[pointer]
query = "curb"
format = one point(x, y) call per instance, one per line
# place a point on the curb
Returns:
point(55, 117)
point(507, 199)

■ What the task requires: Reproduce the lines above verbatim, from beginning to end.

■ Answer to this exercise:
[pointer]
query = "curb"
format = one point(x, y) call per instance, one per line
# place a point on the curb
Returns:
point(55, 117)
point(507, 199)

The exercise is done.